→ **TEXT EXTRACT**
Saturday, May 30, 2009

Those Who Cast Stones Had Better Be Prepared To Duck

One of the many unintended consequences of the right wing's sexist and racist attacks on Supreme Court Justice nominee Judge Sonia Sotomayor is the increased scrutiny of Supreme Court justices who have previously been confirmed. White men who were confirmed by a great majority and whom have been held up by the right wingers as having performed admirably after assuming their positions. Its funny what skeletons you find lurking in peoples' closets once you actually go looking for them.

Today Charles Blow compares the "she is a racist" attack on Judge Sotomayor over words she said in a speech in 2001, to some of the words and acts of former and current Supreme Court justices.

Now let’s look at a couple of the men who have ascended to the bench.

→ **DATA ENTRIES**
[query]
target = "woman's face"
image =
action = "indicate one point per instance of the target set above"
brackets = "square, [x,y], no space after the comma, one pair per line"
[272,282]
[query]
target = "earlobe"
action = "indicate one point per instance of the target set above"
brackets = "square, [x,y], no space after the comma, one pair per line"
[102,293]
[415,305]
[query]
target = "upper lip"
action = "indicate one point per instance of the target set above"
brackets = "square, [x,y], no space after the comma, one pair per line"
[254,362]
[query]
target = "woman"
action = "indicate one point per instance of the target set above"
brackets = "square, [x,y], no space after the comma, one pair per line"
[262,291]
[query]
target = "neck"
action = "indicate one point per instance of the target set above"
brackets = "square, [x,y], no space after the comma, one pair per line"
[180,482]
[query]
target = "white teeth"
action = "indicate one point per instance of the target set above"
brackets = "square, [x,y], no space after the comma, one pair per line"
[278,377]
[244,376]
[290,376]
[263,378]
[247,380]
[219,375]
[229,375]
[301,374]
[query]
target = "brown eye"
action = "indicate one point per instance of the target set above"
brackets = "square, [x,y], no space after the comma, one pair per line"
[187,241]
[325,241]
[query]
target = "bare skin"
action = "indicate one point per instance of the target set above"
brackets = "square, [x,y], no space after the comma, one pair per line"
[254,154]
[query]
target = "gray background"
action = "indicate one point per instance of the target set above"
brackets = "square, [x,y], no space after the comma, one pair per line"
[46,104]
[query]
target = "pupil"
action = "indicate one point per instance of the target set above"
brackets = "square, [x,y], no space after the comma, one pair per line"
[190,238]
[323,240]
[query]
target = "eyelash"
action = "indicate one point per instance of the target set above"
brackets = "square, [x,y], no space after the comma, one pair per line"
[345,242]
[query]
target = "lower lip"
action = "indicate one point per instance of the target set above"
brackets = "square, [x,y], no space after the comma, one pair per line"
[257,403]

→ **OBJECTIVES**
- A) Please reproduce the blog post on Sonia Sotomayor's nomination from "One of the many" to "Supreme Court justices.", word for word.
- B) Answer these from the blog post on Sonia Sotomayor's nomination, not from the items:
(i) What date is given at the top of the post?
(ii) In what year did Sotomayor give the speech that the post mentions?
(iii) Who does the post say compares the attack on Sotomayor to the words and acts of Supreme Court justices?
- C) Extend the blog post on Sonia Sotomayor's nomination, starting after its last sentence.

→ **OUTPUTS IN ORDER**
- A)
One of the many unintended consequences of the right wing's sexist and racist attacks on Supreme Court Justice nominee Judge Sonia Sotomayor is the increased scrutiny of Supreme Court justices who have previously been confirmed. White men who were confirmed by a great majority and whom have been held up by the right wingers as having performed admirably after assuming their positions. Its funny what skeletons you find lurking in peoples' closets once you actually go looking for them.

Today Charles Blow compares the "she is a racist" attack on Judge Sotomayor over words she said in a speech in 2001, to some of the words and acts of former and current Supreme Court justices.

- B)
(i) Saturday, May 30, 2009
(ii) 2001
(iii) Charles Blow

- C)
First, there’s former Chief Justice William Rehnquist. When the Supreme Court was considering Brown v. Board of Education, Rehnquist was a law clerk for Justice Robert Jackson. Rehnquist
wrote Jackson a memo in which he defended separate-but-equal policies, saying, “I realize that it is an unpopular and unhumanitarian position, for which I have been excoriated by my ‘liberal’ colleagues, but I think Plessy v. Ferguson was right and should be reaffirmed.”

Furthermore, Rehnquist had been a Republican ballot protectionist in Phoenix when he was younger. As the Washington Post columnist Richard Cohen correctly noted in 1986: Rehnquist “helped challenge the voting qualifications of Arizona blacks and Hispanics. He was entitled to do so. But even if he did not personally harass potential voters, as witnesses allege, he clearly was a brass-knuckle partisan, someone who would deny the ballot to fellow citizens for trivial political reasons — and who made his selection on the basis of race or ethnicity.”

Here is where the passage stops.